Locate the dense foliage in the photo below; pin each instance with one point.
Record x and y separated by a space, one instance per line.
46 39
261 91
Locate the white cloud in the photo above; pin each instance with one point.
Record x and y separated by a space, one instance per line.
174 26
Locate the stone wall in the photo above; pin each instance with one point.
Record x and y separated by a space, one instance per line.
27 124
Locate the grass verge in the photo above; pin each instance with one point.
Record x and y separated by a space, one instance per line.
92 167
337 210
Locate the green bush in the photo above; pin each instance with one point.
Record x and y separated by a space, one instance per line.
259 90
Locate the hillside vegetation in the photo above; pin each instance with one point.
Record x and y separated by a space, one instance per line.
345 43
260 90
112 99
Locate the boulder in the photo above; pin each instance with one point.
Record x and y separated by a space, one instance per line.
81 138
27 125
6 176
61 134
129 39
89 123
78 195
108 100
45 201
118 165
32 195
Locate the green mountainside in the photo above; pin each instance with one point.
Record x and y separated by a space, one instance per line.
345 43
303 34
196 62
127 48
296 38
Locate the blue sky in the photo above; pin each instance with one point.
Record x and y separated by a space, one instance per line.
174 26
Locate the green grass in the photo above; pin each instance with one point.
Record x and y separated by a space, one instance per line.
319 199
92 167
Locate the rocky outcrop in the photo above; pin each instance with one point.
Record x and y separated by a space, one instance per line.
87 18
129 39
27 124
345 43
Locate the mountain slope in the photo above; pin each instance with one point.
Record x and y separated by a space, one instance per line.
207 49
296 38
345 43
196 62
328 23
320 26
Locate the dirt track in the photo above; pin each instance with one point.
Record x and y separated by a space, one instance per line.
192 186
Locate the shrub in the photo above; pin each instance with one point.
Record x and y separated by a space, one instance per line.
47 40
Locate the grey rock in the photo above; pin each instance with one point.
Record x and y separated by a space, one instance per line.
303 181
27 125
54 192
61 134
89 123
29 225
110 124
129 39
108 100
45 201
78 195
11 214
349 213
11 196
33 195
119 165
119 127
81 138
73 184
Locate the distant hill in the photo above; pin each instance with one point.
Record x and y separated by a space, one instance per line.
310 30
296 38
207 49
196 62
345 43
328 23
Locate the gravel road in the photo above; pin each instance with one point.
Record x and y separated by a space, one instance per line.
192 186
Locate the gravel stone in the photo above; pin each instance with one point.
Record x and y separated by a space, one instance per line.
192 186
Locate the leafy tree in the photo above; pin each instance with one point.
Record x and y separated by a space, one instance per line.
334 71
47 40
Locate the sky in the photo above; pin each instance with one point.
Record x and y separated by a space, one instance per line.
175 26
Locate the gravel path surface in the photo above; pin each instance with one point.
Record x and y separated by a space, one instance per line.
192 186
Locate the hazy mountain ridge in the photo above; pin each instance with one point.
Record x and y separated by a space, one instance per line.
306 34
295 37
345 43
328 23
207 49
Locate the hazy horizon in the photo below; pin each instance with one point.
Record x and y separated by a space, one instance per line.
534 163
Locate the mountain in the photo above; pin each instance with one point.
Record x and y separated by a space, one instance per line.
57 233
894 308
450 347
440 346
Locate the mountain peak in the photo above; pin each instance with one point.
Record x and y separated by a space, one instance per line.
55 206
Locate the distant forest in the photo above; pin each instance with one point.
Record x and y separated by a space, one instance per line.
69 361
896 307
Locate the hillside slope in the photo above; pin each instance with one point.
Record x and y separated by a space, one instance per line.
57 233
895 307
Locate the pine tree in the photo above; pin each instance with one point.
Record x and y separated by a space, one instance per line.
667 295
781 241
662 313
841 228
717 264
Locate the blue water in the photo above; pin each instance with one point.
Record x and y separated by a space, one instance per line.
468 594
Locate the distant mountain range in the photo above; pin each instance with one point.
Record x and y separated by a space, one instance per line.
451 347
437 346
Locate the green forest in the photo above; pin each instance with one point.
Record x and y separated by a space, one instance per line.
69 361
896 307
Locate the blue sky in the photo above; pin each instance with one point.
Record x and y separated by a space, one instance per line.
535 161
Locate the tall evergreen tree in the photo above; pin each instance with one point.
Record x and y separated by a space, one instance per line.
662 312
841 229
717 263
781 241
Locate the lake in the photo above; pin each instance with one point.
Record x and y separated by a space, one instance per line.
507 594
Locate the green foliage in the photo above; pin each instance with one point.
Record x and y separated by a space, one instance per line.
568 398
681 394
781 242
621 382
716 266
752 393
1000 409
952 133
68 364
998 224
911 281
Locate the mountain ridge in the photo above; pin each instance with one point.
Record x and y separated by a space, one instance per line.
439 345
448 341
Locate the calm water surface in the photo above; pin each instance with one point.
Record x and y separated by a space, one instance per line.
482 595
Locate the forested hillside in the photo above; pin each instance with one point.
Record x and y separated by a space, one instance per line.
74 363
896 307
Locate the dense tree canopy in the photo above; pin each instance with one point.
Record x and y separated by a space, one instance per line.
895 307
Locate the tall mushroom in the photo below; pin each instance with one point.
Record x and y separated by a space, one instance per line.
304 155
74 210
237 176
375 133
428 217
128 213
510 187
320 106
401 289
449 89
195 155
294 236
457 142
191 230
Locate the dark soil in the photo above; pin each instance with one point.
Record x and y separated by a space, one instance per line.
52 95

|---|

TASK TO CARRY OUT> Each line of the material above needs repeating verbatim.

EXERCISE RESPONSE>
Locate the dense foliage in the photo below; pin each instance with one point.
Record x and y separated by a space, one instance per line.
46 39
261 91
Locate the white cloud in the photo above; pin each instance with one point.
Record x and y separated by a space, one instance per line.
174 26
Locate the stone wall in the photo above; pin each instance with one point.
Record x and y separated by a space, one instance per line.
27 124
Locate the grass verge in the photo above; pin each instance with one point.
Record x and y separated by a space, one instance per line.
92 167
337 210
Locate the green bush in the photo above; pin each instance with one point.
Record x and y separated by a space, one instance per line.
259 90
Locate the hillside vegetation in the photo above; pin each instance with one point.
Record x and y separated by a space, one instance per line.
345 43
260 90
112 99
Locate the boulder in the photo above; pin each instance with one point.
Record x and y separated by a space, one instance per line.
81 138
27 125
6 176
61 134
129 39
89 123
78 195
108 100
45 201
118 165
32 195
Locate the green mountainside in the photo above; pin each instance with one point.
Record x and y separated by a space, one instance per line.
345 43
303 34
196 62
127 48
296 38
Locate the blue sky in the photo above; pin each instance with one point.
Record x and y separated by a space, one instance per line.
174 26
Locate the green grass in the photo above; pin each instance with one point.
Record x and y separated by a space, one instance per line.
319 199
92 167
Locate the rocky outcrop in the photo above; pin each instance with one point.
Record x and y separated by a space, one instance per line.
87 18
129 39
27 124
345 43
Locate the mountain slope in the photo above; pin each instance with one point.
Record x and y separated by a space, one instance per line.
207 49
296 38
345 43
196 62
328 23
320 26
Locate the dirt track in the photo above; pin each instance with one point.
Record x and y separated by a space, one instance per line.
192 186
Locate the shrub in the photo above; pin each instance with one point.
Record x and y separated by a space, one instance per line.
47 40
Locate the grey rock in the photo above; pin each instance with one point.
Record x and y separated by a space, one instance per line.
303 181
27 125
54 192
61 134
89 123
29 225
110 124
129 39
108 100
45 201
78 195
11 214
349 213
11 196
33 195
119 165
119 127
81 138
73 184
Locate the distant hill in the photo above; pin each instance with one point.
Record x and y separated by a space, one instance per line.
310 30
296 38
207 49
196 62
345 43
328 23
Locate the gravel road in the photo above; pin each instance with one point.
Record x and y separated by a space, one instance per line.
192 186
Locate the gravel stone in the photo above; pin each instance with one point.
Record x and y separated by a space, one instance per line.
192 186
Locate the leafy tree in the photo above; pin each instance with one point.
Record x and y separated by a space, one instance per line.
334 71
47 40
Locate the sky in the photo above; pin each instance with one point.
Record x and y separated by a space, one instance per line.
175 26
Locate the gravel path surface in the photo above; pin each instance with one point.
Record x and y separated by a space, one instance per line.
192 186
Locate the hazy mountain ridge in the photo above; pin each instance with one point.
Record x and y separated by a space, one instance per line.
306 34
295 37
345 43
328 23
207 49
Locate the hazy horizon in the photo below; pin each instance with one point.
Record x and y separated by a space, one instance per line.
534 163
Locate the mountain in the photo above; pin each instance with one point.
Record x and y separated by a space, one instance per line.
57 233
894 308
450 347
440 346
Locate the mountain peak in the photo above; pin each instance with one point.
Record x and y separated by a space, one instance per line.
55 206
Locate the distant forest in the photo above; pin each instance with one point.
Record x and y separated by a space, one instance per line.
69 361
896 307
Locate the hillside slope in the photo above; pin each instance with one point.
Record x and y separated by a space, one instance per line.
57 233
895 307
Locate the pine tree in the photo above; pin each instance with one point.
Record x and y separated by a space, one instance per line.
667 295
781 241
662 313
841 228
717 264
Locate the blue water in the photo above; pin each instance with one point.
Record x and y separated by a space, one instance per line.
468 594
Locate the distant mountain range in the photo above; pin each instance with one point.
Record x and y separated by a space, one instance per line.
451 347
437 346
Locate the green forest in the photo above; pin each instance with one point.
Record x and y separated by a space, one instance per line.
69 361
896 307
Locate the blue sky in the photo above; pin each instance with one point.
Record x and y separated by a space, one instance per line.
535 161
Locate the tall evergreen tree in the photo above; pin each instance with one point.
Record x and y separated by a space, one instance per line.
662 312
841 229
717 263
781 241
Locate the lake in the photo above; pin each instance with one point.
Record x and y separated by a space, one instance per line.
507 594
Locate the green foliage in the photo above; pin each instance with one point.
Record x and y separated by a space, one instance per line.
568 398
681 394
781 242
621 382
716 266
752 393
1000 409
952 133
68 364
998 224
911 281
Locate the mountain ridge in the photo above; pin each instance with one point.
Record x and y separated by a space, one instance per line.
439 345
448 341
Locate the calm water surface in the photo above; pin each instance with one point.
Record x and y separated by a space, one instance per line.
482 595
Locate the forested hillside in the photo above; pin each instance with one point.
Record x and y separated by a space, one instance per line.
74 363
896 307
Locate the dense tree canopy in the photo above; pin each instance with one point.
Record x and y separated by a space, one instance per line.
895 307
Locate the tall mushroom in the photo below; pin each instance with one point.
Record x and y separated by a space, one instance per line.
304 155
74 210
237 176
375 133
428 217
128 213
510 187
320 106
401 289
449 89
195 155
294 236
457 142
191 230
Locate the dark soil in the photo above; pin each instance with one point.
Record x and y separated by a space, one instance per line.
52 95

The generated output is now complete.